• Work order
With the pictures left out, copy the records below exactly from the first line down to the line holding "positive clicks: (22, 309)", and include that line.

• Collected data
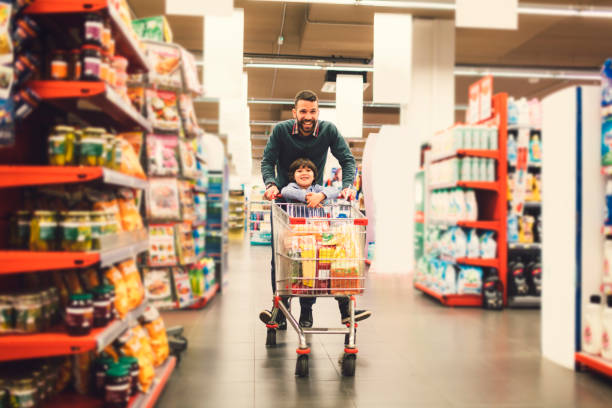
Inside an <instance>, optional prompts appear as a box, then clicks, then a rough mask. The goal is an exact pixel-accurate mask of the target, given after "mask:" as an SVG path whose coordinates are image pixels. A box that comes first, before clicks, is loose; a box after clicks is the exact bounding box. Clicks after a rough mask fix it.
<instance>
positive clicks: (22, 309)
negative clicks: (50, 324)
mask: <svg viewBox="0 0 612 408" xmlns="http://www.w3.org/2000/svg"><path fill="white" fill-rule="evenodd" d="M13 308H14V310H15V331H17V332H19V333H37V332H40V331H41V330H42V316H43V305H42V299H41V298H40V295H39V294H38V293H26V294H23V295H17V296H15V297H14V302H13Z"/></svg>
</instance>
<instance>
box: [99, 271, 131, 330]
mask: <svg viewBox="0 0 612 408" xmlns="http://www.w3.org/2000/svg"><path fill="white" fill-rule="evenodd" d="M104 276H105V277H106V279H108V281H109V282H110V283H112V284H113V286H114V287H115V310H116V311H117V313H118V314H119V316H120V317H121V318H124V317H125V316H126V315H127V312H128V311H129V310H130V302H129V298H128V288H127V285H126V283H125V280H124V279H123V275H122V274H121V272H120V271H119V269H117V268H115V267H114V266H112V267H110V268H108V269H106V270H105V271H104Z"/></svg>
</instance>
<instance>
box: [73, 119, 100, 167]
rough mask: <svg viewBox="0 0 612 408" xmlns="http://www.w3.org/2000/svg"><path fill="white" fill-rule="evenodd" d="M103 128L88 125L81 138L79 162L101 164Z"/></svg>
mask: <svg viewBox="0 0 612 408" xmlns="http://www.w3.org/2000/svg"><path fill="white" fill-rule="evenodd" d="M103 135H104V129H102V128H93V127H88V128H85V129H84V130H83V137H82V138H81V151H80V155H79V161H80V164H81V165H83V166H101V165H102V164H103V163H104V137H103Z"/></svg>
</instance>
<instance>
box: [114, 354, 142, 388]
mask: <svg viewBox="0 0 612 408" xmlns="http://www.w3.org/2000/svg"><path fill="white" fill-rule="evenodd" d="M119 364H121V365H123V366H125V367H127V368H128V370H129V371H130V396H133V395H136V394H138V374H139V373H140V365H139V364H138V359H137V358H136V357H127V356H123V357H120V358H119Z"/></svg>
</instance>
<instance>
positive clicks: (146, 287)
mask: <svg viewBox="0 0 612 408" xmlns="http://www.w3.org/2000/svg"><path fill="white" fill-rule="evenodd" d="M142 274H143V277H144V287H145V293H146V298H147V299H149V301H151V302H154V304H156V305H159V306H160V307H165V306H170V305H171V304H172V279H171V277H170V270H169V269H167V268H164V269H151V268H144V269H143V271H142Z"/></svg>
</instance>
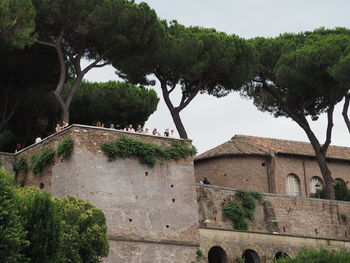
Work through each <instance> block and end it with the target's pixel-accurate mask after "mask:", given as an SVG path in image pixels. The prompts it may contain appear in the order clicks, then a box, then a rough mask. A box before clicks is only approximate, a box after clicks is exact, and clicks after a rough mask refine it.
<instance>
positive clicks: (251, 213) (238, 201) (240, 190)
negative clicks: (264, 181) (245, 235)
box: [222, 190, 261, 230]
mask: <svg viewBox="0 0 350 263" xmlns="http://www.w3.org/2000/svg"><path fill="white" fill-rule="evenodd" d="M236 196H237V198H238V199H239V200H240V201H231V202H230V203H229V204H228V205H227V206H225V207H224V208H223V210H222V211H223V216H224V217H227V218H228V219H230V220H231V221H232V223H233V228H234V229H238V230H248V222H247V221H246V220H245V218H248V219H250V220H252V219H253V218H254V211H255V208H256V200H259V201H261V194H260V193H257V192H251V191H247V190H237V191H236Z"/></svg>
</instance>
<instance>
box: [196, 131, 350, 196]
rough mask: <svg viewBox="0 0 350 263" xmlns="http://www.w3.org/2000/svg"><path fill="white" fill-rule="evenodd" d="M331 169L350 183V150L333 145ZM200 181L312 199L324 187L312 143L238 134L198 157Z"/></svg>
mask: <svg viewBox="0 0 350 263" xmlns="http://www.w3.org/2000/svg"><path fill="white" fill-rule="evenodd" d="M327 161H328V165H329V169H330V170H331V172H332V176H333V178H334V179H335V181H342V182H344V183H348V182H349V181H350V148H348V147H339V146H330V147H329V149H328V152H327ZM194 165H195V175H196V182H200V181H201V180H202V179H203V177H206V178H207V179H208V180H209V182H210V183H211V184H213V185H218V186H224V187H230V188H235V189H248V190H254V191H259V192H263V193H274V194H283V195H292V196H302V197H308V196H310V193H314V192H315V191H316V189H317V188H319V187H321V186H322V185H324V182H323V178H322V175H321V172H320V170H319V167H318V164H317V161H316V160H315V154H314V151H313V148H312V146H311V144H310V143H306V142H298V141H289V140H279V139H271V138H262V137H254V136H244V135H235V136H234V137H232V139H231V140H230V141H228V142H225V143H223V144H221V145H219V146H217V147H215V148H213V149H211V150H209V151H207V152H205V153H203V154H201V155H199V156H197V157H196V158H195V161H194Z"/></svg>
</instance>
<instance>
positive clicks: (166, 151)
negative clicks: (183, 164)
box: [101, 136, 196, 167]
mask: <svg viewBox="0 0 350 263" xmlns="http://www.w3.org/2000/svg"><path fill="white" fill-rule="evenodd" d="M101 149H102V151H103V152H104V153H105V154H106V155H107V157H108V161H114V160H116V159H117V157H128V156H137V157H138V158H139V160H140V163H144V164H146V165H148V166H149V167H154V165H155V164H156V158H163V159H166V160H167V159H182V158H185V157H187V156H189V155H192V156H193V155H195V154H196V149H195V148H194V147H191V146H187V145H184V144H181V143H179V142H174V143H173V144H172V145H171V146H170V147H164V146H160V145H157V144H155V143H150V142H145V141H143V140H140V139H133V138H130V137H127V136H122V137H120V138H119V139H117V140H116V141H113V142H106V143H103V144H102V145H101Z"/></svg>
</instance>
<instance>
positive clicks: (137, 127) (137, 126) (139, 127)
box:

• Your response
Inside an <instance>, optional prompts appear as a box, then clicks, then a rough mask. The goal is an exact pixel-accurate mask of the target, given after "mask:" as an SVG path whose coordinates are image pixels. A box that comes first, before clicks, is loose; a box after clicks is the exact bounding box. Clicks after a rough mask fix it.
<instance>
positive clicks: (22, 309)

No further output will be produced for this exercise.